- _ASSIGNED TASK_:
Give back an exact copy of the lines in the records below, from the line that has "task: trace the" through the line that has "ring_order: in each", and nothing besides.
..........
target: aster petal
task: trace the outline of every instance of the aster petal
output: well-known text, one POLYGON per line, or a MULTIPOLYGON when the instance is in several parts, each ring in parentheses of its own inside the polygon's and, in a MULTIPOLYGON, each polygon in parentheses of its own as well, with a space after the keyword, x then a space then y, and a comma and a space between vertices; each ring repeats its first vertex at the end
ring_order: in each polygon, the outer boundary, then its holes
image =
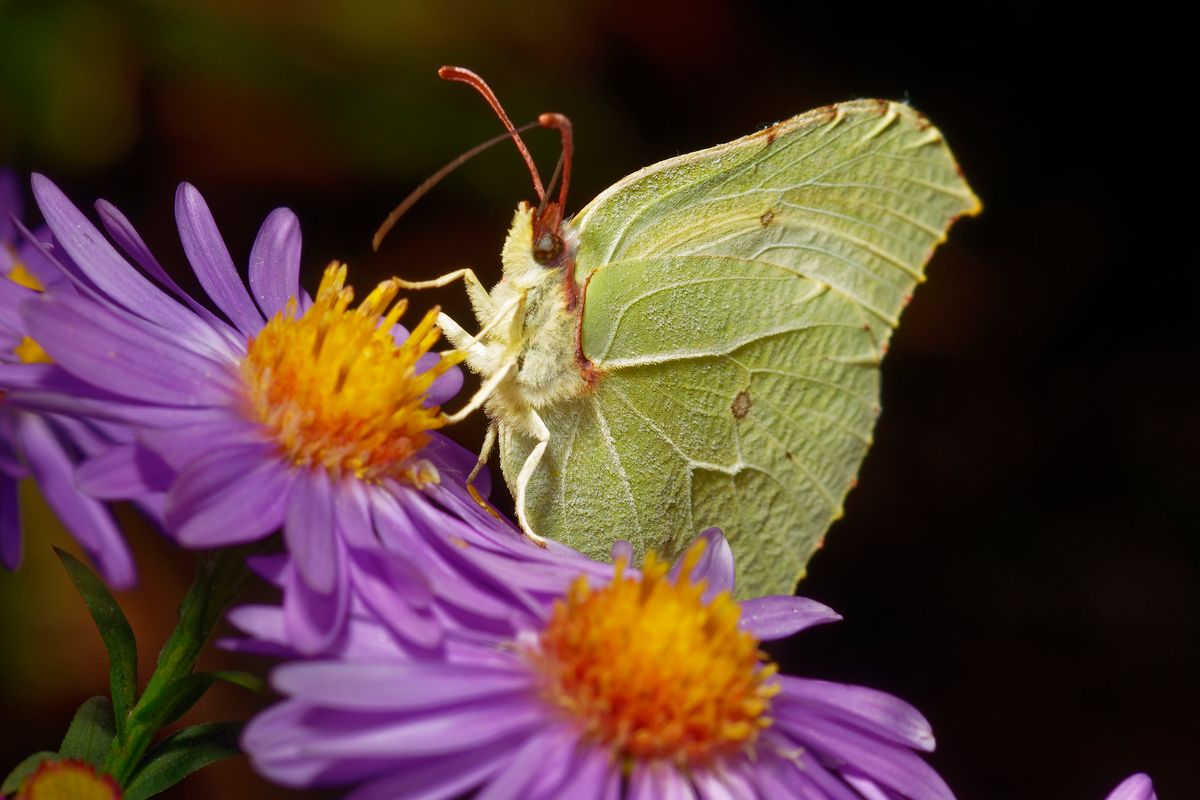
POLYGON ((19 220, 14 222, 19 239, 17 241, 17 260, 33 277, 41 281, 47 289, 65 285, 70 279, 63 273, 61 260, 50 258, 50 242, 54 234, 45 225, 30 231, 19 220))
POLYGON ((63 250, 97 289, 167 330, 210 339, 210 328, 130 266, 48 178, 34 174, 33 196, 63 250))
POLYGON ((633 563, 633 545, 624 539, 618 539, 613 542, 610 553, 612 554, 612 562, 614 564, 618 561, 624 561, 626 564, 633 563))
MULTIPOLYGON (((785 777, 781 774, 782 770, 777 762, 778 759, 764 759, 758 764, 747 763, 743 768, 745 777, 754 784, 755 798, 769 797, 771 800, 811 798, 816 800, 818 795, 814 795, 806 788, 804 780, 794 774, 785 777)), ((822 800, 824 800, 823 797, 822 800)))
POLYGON ((408 559, 392 554, 358 551, 350 574, 359 598, 395 633, 423 648, 442 641, 442 626, 428 613, 433 593, 425 576, 408 559))
MULTIPOLYGON (((20 325, 22 330, 26 328, 24 319, 20 325)), ((88 388, 88 384, 82 383, 57 364, 0 363, 0 386, 6 391, 46 389, 65 381, 84 390, 88 388)), ((9 404, 7 399, 5 404, 9 404)))
MULTIPOLYGON (((386 778, 365 784, 345 800, 446 800, 484 783, 504 768, 519 746, 492 746, 441 758, 405 763, 386 778)), ((572 798, 574 800, 574 798, 572 798)))
MULTIPOLYGON (((729 542, 725 540, 721 529, 709 528, 697 536, 696 540, 703 540, 705 547, 704 552, 700 554, 700 560, 692 568, 691 578, 693 581, 708 581, 708 588, 704 592, 705 600, 710 600, 721 592, 732 592, 733 549, 729 546, 729 542)), ((683 561, 684 556, 680 556, 671 565, 671 571, 667 574, 672 581, 679 579, 679 571, 683 568, 683 561)))
POLYGON ((742 630, 761 641, 771 641, 791 636, 793 633, 837 622, 842 615, 829 606, 807 597, 770 595, 755 597, 741 603, 742 630))
MULTIPOLYGON (((397 326, 399 327, 399 326, 397 326)), ((407 335, 404 338, 408 338, 407 335)), ((403 341, 403 339, 401 339, 403 341)), ((420 375, 426 370, 433 369, 442 361, 442 353, 426 353, 417 359, 414 372, 420 375)), ((463 371, 458 367, 451 367, 441 375, 433 379, 433 383, 425 390, 425 406, 440 406, 459 393, 463 387, 463 371)))
POLYGON ((692 782, 702 800, 758 800, 754 785, 725 765, 697 770, 692 782))
MULTIPOLYGON (((780 719, 776 716, 776 719, 780 719)), ((954 800, 941 777, 907 747, 847 727, 841 721, 808 715, 804 724, 789 720, 781 730, 798 744, 824 753, 835 763, 851 764, 863 775, 912 800, 954 800)))
POLYGON ((313 751, 325 758, 424 758, 528 734, 546 721, 545 710, 528 697, 476 701, 407 718, 362 716, 363 724, 326 728, 313 751))
POLYGON ((333 518, 338 535, 351 547, 372 549, 379 545, 371 526, 371 498, 357 478, 343 478, 334 488, 333 518))
MULTIPOLYGON (((843 765, 844 766, 844 765, 843 765)), ((876 794, 862 794, 858 788, 851 789, 841 775, 835 775, 818 758, 806 758, 796 763, 791 758, 775 758, 767 767, 773 774, 780 776, 788 786, 796 787, 796 796, 811 798, 811 800, 877 800, 876 794)), ((860 786, 863 784, 860 782, 860 786)), ((878 786, 876 784, 876 786, 878 786)), ((868 789, 868 792, 871 790, 868 789)), ((886 800, 894 800, 888 796, 886 800)))
MULTIPOLYGON (((104 225, 104 230, 108 231, 108 235, 138 263, 138 266, 186 303, 188 308, 192 309, 197 316, 214 329, 214 333, 219 332, 221 336, 231 341, 236 341, 234 337, 240 338, 241 334, 237 333, 227 322, 209 311, 202 304, 196 302, 195 298, 185 292, 183 287, 175 282, 175 279, 162 268, 162 264, 158 262, 158 259, 154 257, 154 253, 146 246, 146 242, 142 239, 141 234, 137 232, 137 228, 133 227, 133 223, 121 213, 120 209, 107 200, 97 200, 95 205, 96 211, 100 214, 100 223, 104 225)), ((226 351, 228 348, 221 344, 221 336, 214 335, 211 342, 220 351, 226 351)))
POLYGON ((308 661, 271 673, 271 685, 283 694, 347 711, 421 711, 526 692, 532 684, 523 670, 437 662, 308 661))
POLYGON ((138 444, 109 448, 80 464, 75 485, 100 500, 130 500, 171 488, 175 471, 138 444))
POLYGON ((204 291, 238 330, 247 336, 258 333, 263 317, 233 265, 208 204, 190 183, 179 184, 175 192, 175 222, 183 251, 204 291))
MULTIPOLYGON (((443 473, 443 477, 453 476, 453 484, 458 486, 465 486, 467 475, 474 469, 477 458, 476 453, 437 431, 430 432, 429 444, 425 445, 422 455, 437 465, 438 471, 443 473)), ((481 469, 475 476, 473 485, 481 497, 491 494, 492 476, 487 467, 481 469)), ((466 489, 464 488, 463 491, 465 492, 466 489)), ((468 499, 470 499, 469 496, 468 499)), ((475 508, 479 508, 479 504, 473 499, 470 499, 470 502, 475 508)))
MULTIPOLYGON (((239 606, 230 611, 226 615, 226 619, 251 638, 220 639, 217 641, 219 647, 236 652, 276 657, 297 654, 296 648, 288 640, 283 609, 279 606, 239 606)), ((351 663, 356 661, 394 663, 412 658, 387 628, 354 617, 347 620, 342 633, 326 651, 326 654, 331 657, 337 656, 351 663)), ((421 655, 428 656, 427 653, 421 655)))
MULTIPOLYGON (((556 726, 527 740, 504 770, 475 795, 475 800, 539 800, 546 797, 534 791, 533 784, 546 773, 558 773, 561 779, 561 773, 570 764, 573 741, 562 734, 556 726)), ((552 795, 554 798, 560 796, 552 795)))
POLYGON ((21 452, 46 502, 74 534, 110 586, 128 589, 137 582, 133 557, 104 506, 75 488, 75 464, 50 425, 34 414, 17 421, 21 452))
POLYGON ((1130 775, 1113 789, 1105 800, 1158 800, 1154 784, 1144 772, 1130 775))
POLYGON ((267 215, 250 250, 250 293, 270 319, 300 289, 300 220, 289 209, 267 215))
POLYGON ((215 450, 180 473, 167 494, 167 527, 188 547, 261 539, 283 524, 294 473, 266 445, 215 450))
POLYGON ((864 798, 864 800, 892 800, 894 796, 878 783, 865 775, 858 774, 852 768, 843 768, 841 778, 857 792, 856 800, 858 797, 864 798))
POLYGON ((720 764, 693 769, 692 786, 700 800, 755 800, 754 790, 720 764))
POLYGON ((576 768, 571 770, 563 784, 558 787, 558 794, 552 797, 602 800, 614 781, 619 784, 620 769, 613 764, 612 756, 606 748, 579 742, 576 742, 575 746, 582 750, 576 768))
POLYGON ((338 724, 343 715, 304 703, 280 703, 259 714, 242 734, 242 749, 255 768, 286 786, 312 786, 363 780, 389 770, 381 759, 327 759, 313 752, 320 727, 338 724))
POLYGON ((4 380, 10 377, 16 380, 7 384, 14 390, 4 398, 6 406, 85 417, 92 423, 187 429, 214 416, 229 415, 227 409, 216 407, 183 408, 132 402, 85 383, 58 364, 0 364, 0 386, 6 385, 4 380))
POLYGON ((6 569, 21 566, 20 486, 8 475, 0 474, 0 564, 6 569))
MULTIPOLYGON (((0 386, 2 385, 0 384, 0 386)), ((3 405, 8 405, 7 398, 3 405)), ((12 409, 3 409, 3 406, 0 406, 0 475, 20 480, 29 474, 29 470, 25 469, 25 465, 21 463, 21 457, 14 449, 17 441, 17 415, 5 413, 6 410, 12 411, 12 409)))
POLYGON ((225 615, 225 619, 243 633, 257 639, 283 643, 283 609, 274 605, 248 603, 237 606, 225 615))
MULTIPOLYGON (((413 502, 401 507, 391 493, 376 491, 372 493, 372 497, 372 518, 384 546, 416 561, 429 582, 438 587, 447 602, 488 619, 507 620, 511 616, 512 612, 504 603, 496 602, 494 593, 488 592, 473 581, 464 580, 462 574, 447 563, 445 556, 438 551, 437 544, 422 537, 417 526, 426 526, 437 531, 441 522, 434 516, 425 500, 417 495, 412 498, 413 502), (410 518, 409 513, 416 515, 416 519, 410 518)), ((440 539, 440 535, 438 536, 440 539)), ((486 580, 487 576, 481 576, 481 582, 486 580)))
POLYGON ((329 473, 301 470, 288 502, 283 540, 300 577, 317 594, 329 594, 337 578, 337 543, 329 473))
POLYGON ((805 760, 803 768, 791 763, 787 765, 791 775, 798 776, 798 782, 806 787, 805 796, 812 796, 816 800, 895 800, 895 794, 887 792, 870 778, 847 770, 845 764, 836 768, 839 769, 838 774, 833 768, 827 768, 811 758, 805 760))
MULTIPOLYGON (((7 252, 4 248, 4 240, 0 239, 0 254, 7 254, 7 252)), ((13 283, 11 280, 0 283, 0 328, 5 330, 6 336, 20 341, 19 337, 25 329, 25 322, 21 319, 20 313, 21 304, 38 294, 33 289, 13 283)))
POLYGON ((284 553, 250 556, 246 559, 246 566, 255 575, 282 590, 287 574, 292 569, 292 560, 284 553))
POLYGON ((43 295, 25 303, 29 335, 56 364, 127 397, 177 406, 222 402, 237 386, 230 365, 182 347, 136 317, 82 297, 43 295))
POLYGON ((844 720, 896 744, 933 752, 933 727, 920 711, 898 697, 866 686, 797 678, 775 678, 782 687, 774 716, 789 719, 821 714, 844 720))
POLYGON ((142 444, 157 453, 173 469, 182 471, 213 449, 214 442, 222 447, 269 444, 263 429, 247 420, 232 416, 228 409, 213 409, 212 413, 197 413, 186 424, 138 432, 142 444))
POLYGON ((350 610, 349 565, 345 547, 334 539, 337 572, 328 592, 319 592, 305 583, 293 565, 283 585, 283 624, 288 641, 305 655, 328 649, 345 627, 350 610))
POLYGON ((629 800, 696 800, 696 793, 674 765, 639 761, 629 781, 629 800))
..........
- _TASK RESULT_:
task: trace the outline of every instance of the aster petal
output: well-known text, one POLYGON per line, or a MULTIPOLYGON when the instance is in several parts, each ring in parentheses of its own inside the polygon's and, in a MULTIPOLYGON, each polygon in parentheses of its own as well, with a space after the keyword, x then a space then y, and a comma and a space between vertices; each ring repeats its first vertex at the end
ring_order: in each polygon, the outer boundary, then its holes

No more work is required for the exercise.